-- Start The data --

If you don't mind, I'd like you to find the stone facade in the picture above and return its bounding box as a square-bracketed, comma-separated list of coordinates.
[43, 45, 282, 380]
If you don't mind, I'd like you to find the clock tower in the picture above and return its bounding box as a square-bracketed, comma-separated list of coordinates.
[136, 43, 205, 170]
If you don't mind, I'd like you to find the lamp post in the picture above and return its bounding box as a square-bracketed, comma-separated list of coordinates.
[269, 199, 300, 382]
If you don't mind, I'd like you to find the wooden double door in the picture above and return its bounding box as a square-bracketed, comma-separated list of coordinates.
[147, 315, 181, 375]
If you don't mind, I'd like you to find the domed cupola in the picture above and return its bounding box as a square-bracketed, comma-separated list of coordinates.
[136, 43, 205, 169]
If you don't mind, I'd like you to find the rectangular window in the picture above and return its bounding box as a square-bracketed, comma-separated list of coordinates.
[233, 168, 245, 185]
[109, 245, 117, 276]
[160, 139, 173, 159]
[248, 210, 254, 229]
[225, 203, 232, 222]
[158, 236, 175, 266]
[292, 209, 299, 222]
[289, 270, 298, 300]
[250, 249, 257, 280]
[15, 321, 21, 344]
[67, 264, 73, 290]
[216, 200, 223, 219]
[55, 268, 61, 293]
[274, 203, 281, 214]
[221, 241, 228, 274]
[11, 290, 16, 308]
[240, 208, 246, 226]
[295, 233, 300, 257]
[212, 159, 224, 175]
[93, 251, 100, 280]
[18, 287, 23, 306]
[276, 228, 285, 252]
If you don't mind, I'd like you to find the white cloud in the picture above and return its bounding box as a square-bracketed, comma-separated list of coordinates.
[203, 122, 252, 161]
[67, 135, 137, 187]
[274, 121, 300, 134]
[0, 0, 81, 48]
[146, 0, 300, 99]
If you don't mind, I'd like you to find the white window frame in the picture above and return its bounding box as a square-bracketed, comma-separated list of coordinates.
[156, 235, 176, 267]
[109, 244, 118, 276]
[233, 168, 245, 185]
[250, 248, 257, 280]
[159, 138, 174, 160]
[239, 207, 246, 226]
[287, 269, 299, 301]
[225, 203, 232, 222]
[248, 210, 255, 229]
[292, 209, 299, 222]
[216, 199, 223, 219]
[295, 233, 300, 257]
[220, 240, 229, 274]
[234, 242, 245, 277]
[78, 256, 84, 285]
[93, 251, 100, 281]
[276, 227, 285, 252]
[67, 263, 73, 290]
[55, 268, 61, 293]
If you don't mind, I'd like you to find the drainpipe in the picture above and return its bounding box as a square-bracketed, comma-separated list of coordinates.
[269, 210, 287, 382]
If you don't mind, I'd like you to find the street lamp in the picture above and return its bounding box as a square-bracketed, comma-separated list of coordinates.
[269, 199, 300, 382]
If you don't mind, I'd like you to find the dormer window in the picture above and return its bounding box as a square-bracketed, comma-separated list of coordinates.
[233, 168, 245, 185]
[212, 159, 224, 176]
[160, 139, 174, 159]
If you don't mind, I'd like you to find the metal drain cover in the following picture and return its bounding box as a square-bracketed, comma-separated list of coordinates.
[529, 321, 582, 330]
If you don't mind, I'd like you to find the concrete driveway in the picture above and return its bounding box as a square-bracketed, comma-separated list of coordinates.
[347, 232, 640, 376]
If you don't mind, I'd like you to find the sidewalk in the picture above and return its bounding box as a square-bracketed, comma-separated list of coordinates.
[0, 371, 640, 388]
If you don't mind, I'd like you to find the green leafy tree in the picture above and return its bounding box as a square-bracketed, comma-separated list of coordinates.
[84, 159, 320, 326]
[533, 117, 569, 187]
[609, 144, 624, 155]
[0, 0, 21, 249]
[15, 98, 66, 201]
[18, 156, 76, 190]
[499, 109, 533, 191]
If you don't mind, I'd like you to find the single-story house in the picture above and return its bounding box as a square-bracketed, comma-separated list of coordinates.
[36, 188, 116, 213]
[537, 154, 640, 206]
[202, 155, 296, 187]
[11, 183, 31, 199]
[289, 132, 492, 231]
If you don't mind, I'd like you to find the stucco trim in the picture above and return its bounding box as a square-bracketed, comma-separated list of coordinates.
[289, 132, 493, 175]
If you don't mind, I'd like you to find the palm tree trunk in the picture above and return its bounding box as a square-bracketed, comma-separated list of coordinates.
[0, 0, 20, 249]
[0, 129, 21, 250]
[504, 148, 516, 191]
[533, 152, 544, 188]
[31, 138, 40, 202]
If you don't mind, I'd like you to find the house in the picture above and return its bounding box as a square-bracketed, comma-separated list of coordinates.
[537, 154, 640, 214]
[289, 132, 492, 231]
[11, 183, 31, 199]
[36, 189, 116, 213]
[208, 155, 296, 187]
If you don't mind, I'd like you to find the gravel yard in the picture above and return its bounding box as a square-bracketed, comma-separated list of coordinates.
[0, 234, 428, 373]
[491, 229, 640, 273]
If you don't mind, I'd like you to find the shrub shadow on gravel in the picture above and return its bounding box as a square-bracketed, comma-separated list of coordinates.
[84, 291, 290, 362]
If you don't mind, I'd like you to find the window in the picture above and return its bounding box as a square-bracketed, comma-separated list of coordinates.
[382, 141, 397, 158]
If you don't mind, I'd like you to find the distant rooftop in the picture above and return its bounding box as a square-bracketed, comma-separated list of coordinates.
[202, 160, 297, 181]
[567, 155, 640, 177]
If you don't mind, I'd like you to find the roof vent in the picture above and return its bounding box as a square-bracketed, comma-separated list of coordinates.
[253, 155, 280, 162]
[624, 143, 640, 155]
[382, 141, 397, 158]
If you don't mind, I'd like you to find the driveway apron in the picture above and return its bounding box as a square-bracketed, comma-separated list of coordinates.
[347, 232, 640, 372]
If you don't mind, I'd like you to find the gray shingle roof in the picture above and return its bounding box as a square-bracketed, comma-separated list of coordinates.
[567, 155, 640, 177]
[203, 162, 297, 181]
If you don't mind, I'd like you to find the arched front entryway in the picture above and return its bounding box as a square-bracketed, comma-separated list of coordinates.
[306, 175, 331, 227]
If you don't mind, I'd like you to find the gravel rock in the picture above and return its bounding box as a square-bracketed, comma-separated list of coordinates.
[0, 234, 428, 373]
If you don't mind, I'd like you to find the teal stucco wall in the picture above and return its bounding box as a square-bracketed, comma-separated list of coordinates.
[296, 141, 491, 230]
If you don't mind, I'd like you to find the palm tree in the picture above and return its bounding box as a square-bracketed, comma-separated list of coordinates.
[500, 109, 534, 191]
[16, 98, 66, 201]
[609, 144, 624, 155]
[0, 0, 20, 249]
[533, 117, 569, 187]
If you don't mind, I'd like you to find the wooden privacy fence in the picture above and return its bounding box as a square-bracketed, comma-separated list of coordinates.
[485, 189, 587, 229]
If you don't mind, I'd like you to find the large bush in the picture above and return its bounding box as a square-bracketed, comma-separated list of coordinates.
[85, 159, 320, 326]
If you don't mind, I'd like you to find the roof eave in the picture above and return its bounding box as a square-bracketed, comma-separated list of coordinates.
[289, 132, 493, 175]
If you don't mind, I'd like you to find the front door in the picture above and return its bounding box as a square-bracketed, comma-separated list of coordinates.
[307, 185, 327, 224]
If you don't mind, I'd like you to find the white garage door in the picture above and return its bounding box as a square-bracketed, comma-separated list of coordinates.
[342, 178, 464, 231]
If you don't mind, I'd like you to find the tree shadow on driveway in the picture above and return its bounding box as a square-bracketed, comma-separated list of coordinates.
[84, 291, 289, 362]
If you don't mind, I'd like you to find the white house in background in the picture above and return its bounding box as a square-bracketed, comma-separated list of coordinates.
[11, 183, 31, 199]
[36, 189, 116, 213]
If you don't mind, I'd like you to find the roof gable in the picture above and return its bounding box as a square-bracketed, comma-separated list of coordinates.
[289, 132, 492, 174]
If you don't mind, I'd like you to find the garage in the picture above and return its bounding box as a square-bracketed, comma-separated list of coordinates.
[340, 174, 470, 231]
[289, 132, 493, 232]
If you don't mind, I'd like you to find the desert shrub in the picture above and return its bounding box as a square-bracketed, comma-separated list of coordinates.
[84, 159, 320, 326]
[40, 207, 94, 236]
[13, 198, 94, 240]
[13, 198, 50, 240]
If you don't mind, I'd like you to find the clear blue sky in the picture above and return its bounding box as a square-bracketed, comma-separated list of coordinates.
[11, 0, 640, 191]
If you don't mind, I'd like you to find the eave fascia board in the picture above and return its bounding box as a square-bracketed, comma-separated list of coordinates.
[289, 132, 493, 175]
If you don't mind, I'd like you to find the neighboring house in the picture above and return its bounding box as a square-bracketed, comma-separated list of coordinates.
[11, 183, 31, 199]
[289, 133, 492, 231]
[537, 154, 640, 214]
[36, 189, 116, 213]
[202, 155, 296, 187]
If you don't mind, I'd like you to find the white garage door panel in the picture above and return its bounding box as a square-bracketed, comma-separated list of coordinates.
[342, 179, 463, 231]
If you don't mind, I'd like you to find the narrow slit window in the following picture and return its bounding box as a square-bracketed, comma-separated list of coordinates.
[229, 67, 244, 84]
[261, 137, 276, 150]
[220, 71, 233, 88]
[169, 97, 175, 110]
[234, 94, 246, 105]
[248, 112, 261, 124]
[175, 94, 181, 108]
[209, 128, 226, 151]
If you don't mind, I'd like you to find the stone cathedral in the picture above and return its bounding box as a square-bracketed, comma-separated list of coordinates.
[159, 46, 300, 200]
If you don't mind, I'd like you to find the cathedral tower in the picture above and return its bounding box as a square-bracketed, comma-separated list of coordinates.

-- End The data --

* What needs to be done:
Rewrite the stretch from the line containing "If you don't mind, I'd like you to find the concrete" through the line containing "[347, 232, 640, 376]", swapping "concrete" for "asphalt" and keeping everything else unchanged.

* Response to this exercise:
If you don't mind, I'd like you to find the asphalt driveway in the picture above and return its bounding box as a square-bracketed, comma-separated list of coordinates.
[347, 232, 640, 376]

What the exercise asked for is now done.